▶ READING TEXT:
Nantucket Sound
Nantucket Sound is the body of water between Cape Cod and the islands of Martha’s Vineyard and Nantucket. It is situated at a confluence of the cold Labrador Currents and the warm Gulf Stream. This convergence creates a unique coastal habitat, representing the southern range for Northern Atlantic species and the northern range for Mid-Atlantic species. Nantucket Sound is characterized by remarkable richness of biological diversity, with habitats ranging from open sea to tidal flats, salt marshes, and estuaries. The complex networks of habitat utilization and species competition within the Sound remain an area for significant scientific research.
The Sound includes 750 square miles of water and seabed between the Cape and Islands and possesses significant marine habitat for a diversity of ecologically and economically important species. It has particular significance for several federally-protected species of wildlife and a variety of commercially and recreationally valuable fisheries. A 2003 report prepared at the request of U.S. Representative William Delahunt (MA 10th District) by the Provincetown Center for Coastal Studies found that the Sound “contains significant ecological, commercial and recreational resources that have been at the heart of several past nominations for enhanced environmental protection and conservation policies within the region.”
Nantucket Sound and the waters surrounding the Cape and Islands are famous for their natural beauty and abundant, diverse, and unique wildlife. The Sound is also renowned for recreational boating and fishing, and contributes to drawing over six million visitors annually to Cape Cod and the islands of Nantucket and Martha’s Vineyard. It is a source of livelihood for fishermen, and a source of solace, relaxation, and recreation for millions of visitors. Nantucket Sound is essential to our regional economy precisely because of its natural appeal.

▶ RECORDS SHOWN:

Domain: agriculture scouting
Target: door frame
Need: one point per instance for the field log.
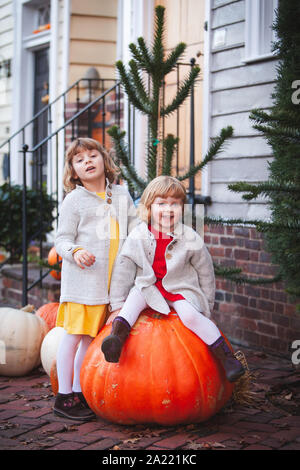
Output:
(23, 78)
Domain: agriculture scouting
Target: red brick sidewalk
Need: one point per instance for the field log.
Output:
(273, 422)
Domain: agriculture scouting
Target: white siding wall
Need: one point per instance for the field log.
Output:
(6, 52)
(236, 88)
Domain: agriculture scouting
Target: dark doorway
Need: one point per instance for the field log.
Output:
(40, 130)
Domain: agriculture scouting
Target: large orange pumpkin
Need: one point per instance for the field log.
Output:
(54, 258)
(49, 313)
(166, 375)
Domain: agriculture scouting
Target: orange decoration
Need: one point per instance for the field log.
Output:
(49, 312)
(54, 378)
(53, 259)
(166, 375)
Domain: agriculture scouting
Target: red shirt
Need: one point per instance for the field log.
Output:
(159, 263)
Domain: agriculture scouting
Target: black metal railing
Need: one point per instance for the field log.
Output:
(86, 119)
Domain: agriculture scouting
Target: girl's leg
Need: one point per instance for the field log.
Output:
(211, 335)
(112, 345)
(196, 321)
(133, 306)
(81, 351)
(65, 362)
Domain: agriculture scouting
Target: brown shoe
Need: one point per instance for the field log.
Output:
(112, 344)
(68, 405)
(232, 366)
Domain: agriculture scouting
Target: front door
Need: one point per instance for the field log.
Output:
(40, 130)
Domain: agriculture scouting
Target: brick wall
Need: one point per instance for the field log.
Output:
(261, 316)
(252, 315)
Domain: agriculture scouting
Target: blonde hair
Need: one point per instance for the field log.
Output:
(78, 145)
(161, 186)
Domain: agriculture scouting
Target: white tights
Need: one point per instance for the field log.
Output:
(69, 359)
(190, 317)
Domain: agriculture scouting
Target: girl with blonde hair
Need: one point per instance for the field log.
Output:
(94, 219)
(163, 264)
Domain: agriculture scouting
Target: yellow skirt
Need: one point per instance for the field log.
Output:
(78, 319)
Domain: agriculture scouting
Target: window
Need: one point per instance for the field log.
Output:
(259, 35)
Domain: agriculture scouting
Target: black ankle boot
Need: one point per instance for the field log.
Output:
(83, 401)
(112, 344)
(69, 406)
(232, 366)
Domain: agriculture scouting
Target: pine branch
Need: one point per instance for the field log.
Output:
(259, 224)
(263, 188)
(233, 274)
(123, 155)
(169, 145)
(126, 82)
(173, 57)
(216, 146)
(182, 93)
(282, 116)
(139, 57)
(287, 133)
(146, 54)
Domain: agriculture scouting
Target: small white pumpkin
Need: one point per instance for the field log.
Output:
(21, 336)
(50, 346)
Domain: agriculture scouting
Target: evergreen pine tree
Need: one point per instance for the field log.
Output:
(152, 66)
(281, 128)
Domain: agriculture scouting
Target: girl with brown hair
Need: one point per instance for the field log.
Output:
(94, 220)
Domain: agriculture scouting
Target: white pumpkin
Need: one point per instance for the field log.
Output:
(50, 346)
(21, 336)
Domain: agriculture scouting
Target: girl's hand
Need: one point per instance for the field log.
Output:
(112, 316)
(83, 257)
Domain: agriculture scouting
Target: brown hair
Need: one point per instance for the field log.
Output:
(86, 143)
(161, 186)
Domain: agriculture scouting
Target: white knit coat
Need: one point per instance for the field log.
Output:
(84, 221)
(190, 270)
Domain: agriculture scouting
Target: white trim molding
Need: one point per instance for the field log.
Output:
(135, 19)
(260, 15)
(206, 127)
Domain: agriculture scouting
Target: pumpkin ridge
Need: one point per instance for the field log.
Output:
(190, 355)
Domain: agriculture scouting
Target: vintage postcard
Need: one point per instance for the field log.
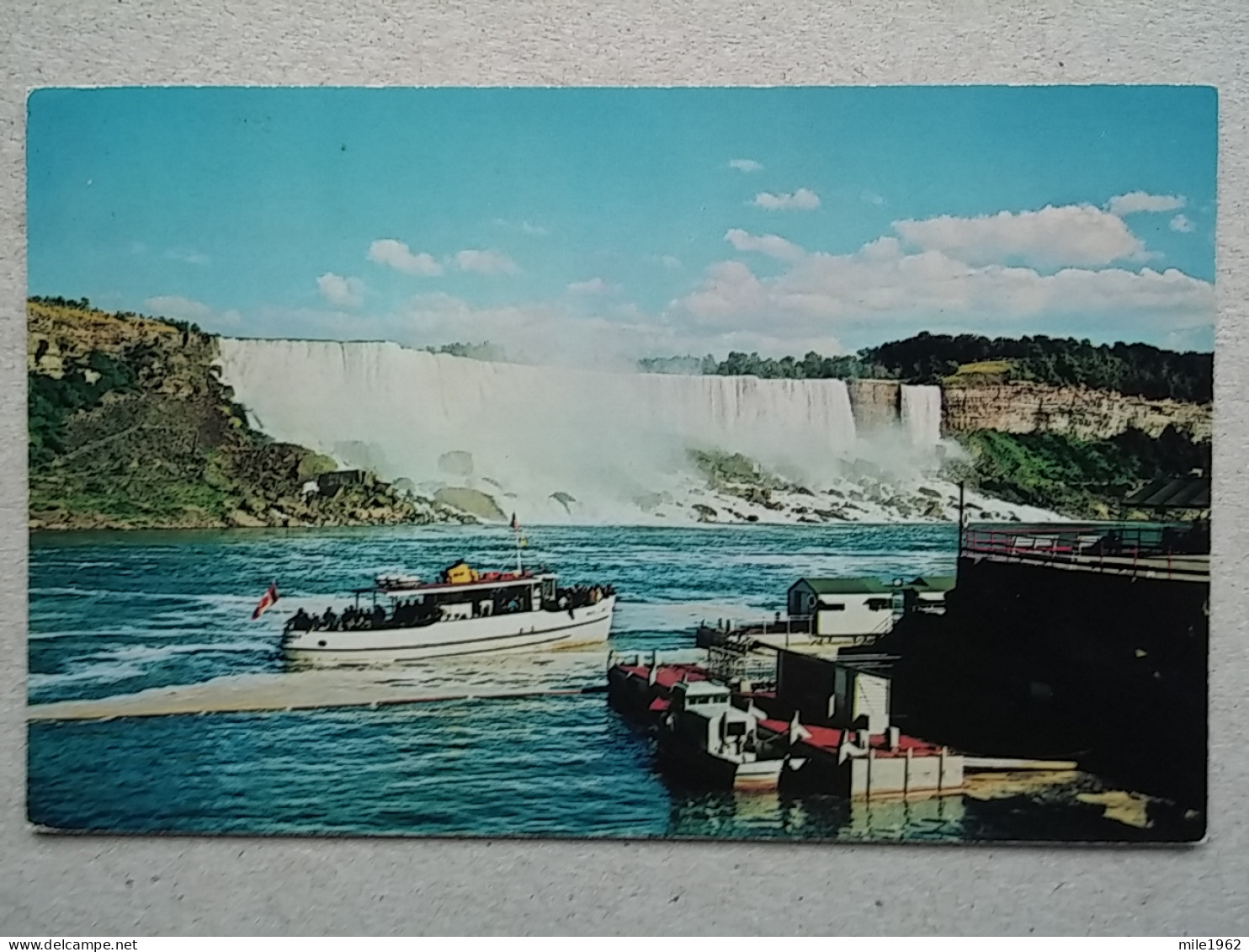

▶ EXPLORE THE MATERIAL:
(A) Answer these questions using the Nantucket Sound text:
(i) Which two currents meet where the Sound is situated?
(ii) How many square miles of water and seabed does the Sound include?
(iii) How many visitors does the Sound help draw to Cape Cod and the islands each year?
(B) Translate this sentence from the Nantucket Sound text into Spanish: "It is a source of livelihood for fishermen, and a source of solace, relaxation, and recreation for millions of visitors."
(C) Carry on the Nantucket Sound text from the point where it ends.
Nothing in the data above matters for this work.

▶ ACTIVITY ANSWERS:
(A)
(i) The cold Labrador Currents and the warm Gulf Stream
(ii) 750 square miles
(iii) Over six million

(B) Es una fuente de sustento para los pescadores y una fuente de consuelo, relajación y recreación para millones de visitantes.

(C)
“The ocean and bays that surround us are perhaps our town’s most important and defining natural resource and it is these unspoiled waters that are the very essence of Cape Cod. We are a community of people drawn to the sea as sightseers, swimmers, sailors, fishermen or beachcombers. We are thankful for, and jealously seek to protect, the open space of the ocean around us. There is no other part of our community that offers more sweeping vistas, wildlife diversity and a place of refuge from the steady march of development.” — Barnstable Land Trust
To learn more about Nantucket Sound’s unique environment, geography, and geology, we recommend reading the Provincetown Center for Coastal Studies’ “Toward an Ocean Vision for the Nantucket Shelf Region” paper, which you can find here.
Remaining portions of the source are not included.